(Data to use)
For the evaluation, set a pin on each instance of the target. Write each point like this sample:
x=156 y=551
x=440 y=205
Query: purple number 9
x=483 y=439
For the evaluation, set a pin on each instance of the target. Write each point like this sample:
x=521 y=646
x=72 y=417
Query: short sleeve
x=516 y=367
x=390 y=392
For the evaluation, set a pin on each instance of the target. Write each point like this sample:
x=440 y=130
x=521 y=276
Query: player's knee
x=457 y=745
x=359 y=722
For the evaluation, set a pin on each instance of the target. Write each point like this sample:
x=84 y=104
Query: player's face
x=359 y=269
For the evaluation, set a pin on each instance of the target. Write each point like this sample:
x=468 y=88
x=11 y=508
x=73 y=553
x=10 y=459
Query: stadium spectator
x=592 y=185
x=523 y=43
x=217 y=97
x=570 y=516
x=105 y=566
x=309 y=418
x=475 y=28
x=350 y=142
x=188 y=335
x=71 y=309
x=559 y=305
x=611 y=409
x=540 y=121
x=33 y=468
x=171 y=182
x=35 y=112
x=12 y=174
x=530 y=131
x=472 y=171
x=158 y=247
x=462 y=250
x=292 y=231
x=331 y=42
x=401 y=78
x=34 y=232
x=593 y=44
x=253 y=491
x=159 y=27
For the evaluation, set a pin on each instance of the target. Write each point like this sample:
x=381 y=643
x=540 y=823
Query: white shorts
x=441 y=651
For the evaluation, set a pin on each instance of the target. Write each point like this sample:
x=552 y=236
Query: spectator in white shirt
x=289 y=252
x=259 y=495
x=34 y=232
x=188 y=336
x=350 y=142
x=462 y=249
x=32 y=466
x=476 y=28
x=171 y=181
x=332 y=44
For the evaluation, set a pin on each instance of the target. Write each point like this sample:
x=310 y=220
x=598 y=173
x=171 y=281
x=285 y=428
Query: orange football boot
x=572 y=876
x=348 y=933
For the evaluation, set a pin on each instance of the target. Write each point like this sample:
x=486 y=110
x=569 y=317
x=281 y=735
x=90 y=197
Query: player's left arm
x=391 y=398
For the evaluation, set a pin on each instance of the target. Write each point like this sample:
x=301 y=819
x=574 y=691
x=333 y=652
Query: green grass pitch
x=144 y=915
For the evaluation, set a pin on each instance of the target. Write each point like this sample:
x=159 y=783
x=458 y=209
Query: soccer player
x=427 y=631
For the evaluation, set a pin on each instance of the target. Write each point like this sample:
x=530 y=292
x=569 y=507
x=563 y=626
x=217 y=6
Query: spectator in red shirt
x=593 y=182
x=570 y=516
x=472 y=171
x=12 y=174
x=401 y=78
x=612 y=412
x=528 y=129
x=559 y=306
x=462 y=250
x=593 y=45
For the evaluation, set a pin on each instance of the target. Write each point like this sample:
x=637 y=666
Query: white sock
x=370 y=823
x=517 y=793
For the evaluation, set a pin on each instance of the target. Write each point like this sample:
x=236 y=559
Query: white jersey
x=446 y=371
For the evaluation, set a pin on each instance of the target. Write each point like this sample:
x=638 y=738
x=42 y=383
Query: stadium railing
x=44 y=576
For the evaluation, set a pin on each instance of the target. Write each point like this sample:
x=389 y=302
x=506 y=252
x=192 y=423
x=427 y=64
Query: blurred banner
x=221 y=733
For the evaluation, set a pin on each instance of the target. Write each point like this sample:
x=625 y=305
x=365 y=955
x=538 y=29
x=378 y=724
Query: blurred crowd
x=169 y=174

(Exercise goal) Reproduce every one of the entries above word for word, keeping their original order.

(In response)
For the evaluation, set a pin on each instance of the target. Write each point like this sample:
x=156 y=551
x=440 y=205
Query: purple number 9
x=483 y=439
For the evaluation, set a pin on each instance of the target. Write each point like this sample:
x=521 y=646
x=72 y=417
Query: short sleeve
x=516 y=367
x=390 y=392
For the evaluation, set a pin on each instance of the target. Write each point like this sample:
x=440 y=130
x=521 y=276
Query: player's knee
x=457 y=745
x=359 y=722
For the evaluation, set a pin on each instance of the target. Write each point like this sample:
x=84 y=104
Query: player's face
x=359 y=269
For the evaluation, set a pin on each instance of the target. Write each point like this sample:
x=468 y=88
x=11 y=508
x=73 y=553
x=10 y=459
Query: stadium spectator
x=592 y=185
x=523 y=43
x=217 y=97
x=570 y=516
x=105 y=566
x=309 y=418
x=475 y=28
x=350 y=142
x=188 y=335
x=71 y=309
x=559 y=305
x=611 y=409
x=540 y=121
x=33 y=468
x=171 y=182
x=35 y=112
x=12 y=174
x=530 y=131
x=472 y=171
x=158 y=247
x=462 y=250
x=292 y=231
x=331 y=42
x=401 y=78
x=34 y=232
x=593 y=44
x=253 y=491
x=159 y=27
For the evaluation, set a pin on each instance of the target. Write each point like this sample:
x=381 y=643
x=540 y=823
Query: white shorts
x=441 y=651
For the evaluation, set a pin on each instance of the target. Write each point like this sample:
x=552 y=236
Query: spectator in white shirt
x=289 y=252
x=259 y=495
x=34 y=232
x=188 y=336
x=350 y=142
x=462 y=249
x=32 y=466
x=476 y=28
x=171 y=181
x=332 y=44
For the evaluation, set a pin on each instance of the target. Write each point like this sample:
x=310 y=220
x=598 y=173
x=171 y=281
x=285 y=428
Query: orange football boot
x=572 y=876
x=348 y=933
For the evaluation, set a pin on each instance of the target. Write each point like this sample:
x=486 y=110
x=569 y=317
x=281 y=735
x=90 y=197
Query: player's left arm
x=391 y=398
For the evaluation, set a pin on each instance of the target. Write each point like this sample:
x=301 y=819
x=574 y=691
x=333 y=652
Query: green grass pitch
x=144 y=915
For the evaluation, set a pin on each instance of the target. Write each point like this sample:
x=159 y=783
x=458 y=209
Query: soccer player
x=427 y=631
For the evaluation, set a pin on each instance of the target. Write each point like this sample:
x=530 y=292
x=569 y=507
x=563 y=626
x=217 y=6
Query: spectator in red shirt
x=593 y=182
x=570 y=516
x=472 y=171
x=12 y=174
x=401 y=78
x=612 y=412
x=528 y=129
x=559 y=306
x=462 y=250
x=593 y=45
For the evaluation, set a pin on each instance of the target. Write each point like this sample:
x=637 y=666
Query: white sock
x=370 y=823
x=517 y=793
For the evaluation, set a pin on each instance of the target. Write each point like this sample:
x=236 y=559
Query: white jersey
x=446 y=371
For the evaluation, set a pin on each instance of the target. Write each point like this sample:
x=638 y=738
x=42 y=383
Query: stadium railing
x=44 y=576
For the evaluation, set a pin on each instance of the target. Write each point like this sample:
x=389 y=302
x=506 y=252
x=192 y=423
x=427 y=64
Query: blurred banner
x=221 y=733
For the evaluation, set a pin on each instance of the target. Write each point like this sample:
x=625 y=305
x=365 y=955
x=538 y=29
x=378 y=724
Query: blurred crowd
x=169 y=174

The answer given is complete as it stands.